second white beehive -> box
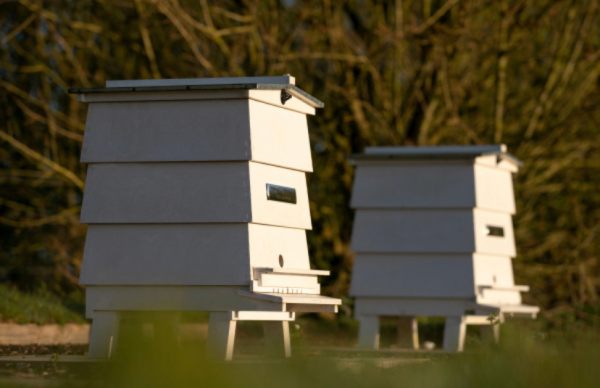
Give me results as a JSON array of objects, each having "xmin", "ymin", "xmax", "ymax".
[{"xmin": 349, "ymin": 145, "xmax": 538, "ymax": 351}]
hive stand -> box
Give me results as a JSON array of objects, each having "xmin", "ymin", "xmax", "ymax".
[
  {"xmin": 71, "ymin": 76, "xmax": 341, "ymax": 359},
  {"xmin": 349, "ymin": 145, "xmax": 539, "ymax": 352},
  {"xmin": 355, "ymin": 305, "xmax": 532, "ymax": 352}
]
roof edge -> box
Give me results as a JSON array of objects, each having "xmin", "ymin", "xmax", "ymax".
[
  {"xmin": 349, "ymin": 144, "xmax": 522, "ymax": 167},
  {"xmin": 68, "ymin": 83, "xmax": 324, "ymax": 108}
]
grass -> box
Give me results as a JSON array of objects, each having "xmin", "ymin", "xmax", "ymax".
[
  {"xmin": 1, "ymin": 317, "xmax": 599, "ymax": 387},
  {"xmin": 0, "ymin": 295, "xmax": 599, "ymax": 386},
  {"xmin": 0, "ymin": 285, "xmax": 84, "ymax": 324},
  {"xmin": 99, "ymin": 322, "xmax": 600, "ymax": 387}
]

++++

THE TASK:
Print each entry exactly, leaving pictures out.

RESULT FOR THIS EXERCISE:
second white beehive -> box
Give me results as a JSON array of objects, each having "xmin", "ymin", "xmax", "ymax".
[{"xmin": 349, "ymin": 145, "xmax": 538, "ymax": 351}]
hive stand -> box
Give me results as a JSON array of objects, each having "xmin", "ymin", "xmax", "ymax".
[
  {"xmin": 71, "ymin": 76, "xmax": 341, "ymax": 359},
  {"xmin": 349, "ymin": 145, "xmax": 539, "ymax": 352},
  {"xmin": 355, "ymin": 305, "xmax": 532, "ymax": 352}
]
roof edge -> box
Give me results as a JSON array of objects, each having "xmin", "ymin", "xmax", "ymax".
[
  {"xmin": 349, "ymin": 144, "xmax": 522, "ymax": 167},
  {"xmin": 68, "ymin": 83, "xmax": 324, "ymax": 108}
]
grass -> box
Give me results as a JSON array of objects, each having "xmin", "ymin", "xmax", "ymax".
[
  {"xmin": 1, "ymin": 317, "xmax": 599, "ymax": 387},
  {"xmin": 0, "ymin": 295, "xmax": 599, "ymax": 386},
  {"xmin": 0, "ymin": 285, "xmax": 84, "ymax": 324},
  {"xmin": 99, "ymin": 322, "xmax": 600, "ymax": 387}
]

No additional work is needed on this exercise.